Every line of the material is to be set down again without any change.

□ □ □ □

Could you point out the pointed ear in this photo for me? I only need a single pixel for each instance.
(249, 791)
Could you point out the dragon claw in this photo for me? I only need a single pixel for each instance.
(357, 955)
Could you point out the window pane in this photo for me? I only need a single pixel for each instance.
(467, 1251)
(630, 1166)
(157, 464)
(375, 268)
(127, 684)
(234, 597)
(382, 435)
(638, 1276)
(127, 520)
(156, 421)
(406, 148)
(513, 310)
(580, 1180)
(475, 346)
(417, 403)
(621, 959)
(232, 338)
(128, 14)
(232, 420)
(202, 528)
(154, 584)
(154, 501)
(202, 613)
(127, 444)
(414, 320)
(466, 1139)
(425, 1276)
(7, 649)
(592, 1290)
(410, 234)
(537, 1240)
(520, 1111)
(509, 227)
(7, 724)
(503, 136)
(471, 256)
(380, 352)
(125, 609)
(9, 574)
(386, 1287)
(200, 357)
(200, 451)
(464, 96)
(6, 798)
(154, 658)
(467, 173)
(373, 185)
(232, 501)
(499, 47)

□ □ □ □

◆ Response area ◆
Could you point out the pointed ear in this photo for me? I only need a single pixel for each instance.
(249, 791)
Could you point out the dragon claw in this photo for me? I only need a single pixel for each instance.
(357, 955)
Could you point out the window pane in this photo for me? I only need a single pixel for each instance.
(467, 1251)
(630, 1166)
(157, 464)
(375, 268)
(127, 684)
(234, 597)
(382, 435)
(638, 1276)
(127, 520)
(156, 421)
(406, 148)
(513, 310)
(580, 1180)
(475, 346)
(417, 403)
(621, 959)
(232, 338)
(128, 14)
(232, 420)
(202, 528)
(154, 584)
(154, 501)
(202, 613)
(127, 444)
(414, 320)
(466, 1139)
(425, 1276)
(7, 649)
(592, 1290)
(410, 234)
(537, 1240)
(520, 1111)
(509, 227)
(7, 724)
(503, 136)
(471, 256)
(380, 352)
(125, 609)
(9, 574)
(386, 1287)
(200, 357)
(200, 451)
(464, 96)
(6, 798)
(154, 658)
(467, 173)
(373, 185)
(232, 501)
(499, 47)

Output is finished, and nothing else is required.